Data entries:
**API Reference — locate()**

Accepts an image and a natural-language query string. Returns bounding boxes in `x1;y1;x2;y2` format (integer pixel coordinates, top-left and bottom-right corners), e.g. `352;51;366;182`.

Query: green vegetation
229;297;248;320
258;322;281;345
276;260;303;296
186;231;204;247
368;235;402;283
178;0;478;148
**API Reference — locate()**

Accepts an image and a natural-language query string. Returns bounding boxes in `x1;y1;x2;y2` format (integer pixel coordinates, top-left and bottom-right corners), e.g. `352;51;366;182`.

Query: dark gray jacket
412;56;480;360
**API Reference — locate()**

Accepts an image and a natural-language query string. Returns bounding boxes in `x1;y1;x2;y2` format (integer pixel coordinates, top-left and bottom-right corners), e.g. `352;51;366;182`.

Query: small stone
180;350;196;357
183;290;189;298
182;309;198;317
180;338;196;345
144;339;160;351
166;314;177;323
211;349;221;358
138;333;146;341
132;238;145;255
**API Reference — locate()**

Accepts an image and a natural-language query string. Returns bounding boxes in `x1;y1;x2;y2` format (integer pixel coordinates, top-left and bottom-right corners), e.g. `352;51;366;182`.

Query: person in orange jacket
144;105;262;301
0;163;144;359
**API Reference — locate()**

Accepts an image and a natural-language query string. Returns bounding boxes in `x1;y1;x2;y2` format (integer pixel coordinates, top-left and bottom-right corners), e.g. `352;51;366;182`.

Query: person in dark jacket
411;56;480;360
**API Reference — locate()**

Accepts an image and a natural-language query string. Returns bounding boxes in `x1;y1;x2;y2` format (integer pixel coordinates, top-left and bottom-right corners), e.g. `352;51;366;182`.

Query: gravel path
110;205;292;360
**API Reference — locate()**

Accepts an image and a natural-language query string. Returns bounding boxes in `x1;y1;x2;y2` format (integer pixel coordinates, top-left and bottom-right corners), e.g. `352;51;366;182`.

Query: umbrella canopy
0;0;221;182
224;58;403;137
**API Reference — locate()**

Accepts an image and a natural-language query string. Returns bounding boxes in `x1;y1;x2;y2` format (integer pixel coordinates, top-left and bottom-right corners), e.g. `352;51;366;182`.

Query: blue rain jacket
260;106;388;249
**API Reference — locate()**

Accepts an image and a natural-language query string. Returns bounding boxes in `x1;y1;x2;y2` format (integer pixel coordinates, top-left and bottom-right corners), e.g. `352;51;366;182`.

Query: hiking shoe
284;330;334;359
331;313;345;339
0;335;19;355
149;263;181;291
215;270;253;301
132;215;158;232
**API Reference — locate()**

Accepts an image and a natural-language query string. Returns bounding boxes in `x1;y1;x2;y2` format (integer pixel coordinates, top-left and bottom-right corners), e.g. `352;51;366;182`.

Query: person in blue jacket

— ASSIGNMENT —
Each entry is to be retyped exactly as it appears.

— ANSWER BELOW —
**API Reference — locate()**

Accepts an image and a natural-language query string. Returns bounding boxes in `x1;y1;x2;y2` format (integer pixel coordinates, top-left and bottom-right corners), e.g. `352;51;366;182`.

Query: green vegetation
229;297;248;320
258;322;281;345
276;260;303;296
186;231;204;247
368;235;402;283
178;0;478;148
**API Reference — locate()**

Accepts an image and a natural-language query string. Returns bounding boxes in `x1;y1;x2;y2` format (integer pixel coordinates, top-left and bottom-right corners), e.g. `352;51;366;182`.

Query: dark gray jacket
412;56;480;360
**API Reference — locate()**

Accepts an image and a natural-language query string. Returns bounding boxes in `x1;y1;x2;y2` format (integer pixel coordinates, top-left and bottom-right corners), e.g. `352;51;366;182`.

Query: small stone
180;350;196;357
183;290;189;298
182;309;198;317
180;338;196;345
144;339;160;351
166;314;177;323
211;349;221;358
138;333;146;341
132;238;145;255
**API Reference — locate()**

Accepts an image and a natural-language query string. Returns bounding boxes in `x1;y1;x2;y2` format (integer pixel coordinates, top-left and bottom-right corners), e.g. `352;51;366;182`.

Query: person in orange jacket
144;105;262;301
0;163;144;359
**API Reference — locate()**

Accepts an image and a natural-language query string. Returns bounding boxes in `x1;y1;x2;y2` format (integer pixel coordinates, top-left and bottom-right corners), e.g. `352;51;366;182`.

Query: person in dark jacket
411;56;480;360
**API Reference — locate()**

Accepts an image and a natural-language query string. Returns bounding boxes in `x1;y1;x2;y2` format (integer pixel coordinates, top-left and bottom-right corners), e.g. `352;51;366;182`.

Query: gravel path
110;205;292;360
**API Reference — locate()**

Accepts an image and a natural-language query string. Returns bounding boxes in `x1;y1;x2;y2` format (integer pixel coordinates, top-left and bottom-right corners), e.g. `352;51;366;182`.

Query: umbrella canopy
0;0;221;182
224;58;403;137
**API Reference — locate()**

Accepts an image and a natural-language query string. Returns bounding boxes in `x1;y1;x2;y2` format (integer pixel coordinates, top-left and bottom-right corners), e.g. `352;51;366;182`.

Query: blue rain jacket
260;106;388;249
**API Reference — locate()**

Accepts an image and a natural-language query string. Returns bounding boxes in `x1;y1;x2;y2` format (integer pixel coordinates, top-left and bottom-right corners), e.g. `352;51;366;182`.

Query: hiking shoe
284;330;334;359
331;313;345;339
0;335;19;355
149;263;181;291
215;270;253;301
132;215;158;232
**API Reference — locate()**

Accepts an image and a natural-language query string. Returns bounding boxes in `x1;y1;x2;y2` format (integer pixel coordinates, top-left and bottom-right corners), e.g. `352;51;366;182`.

Query: person in blue jacket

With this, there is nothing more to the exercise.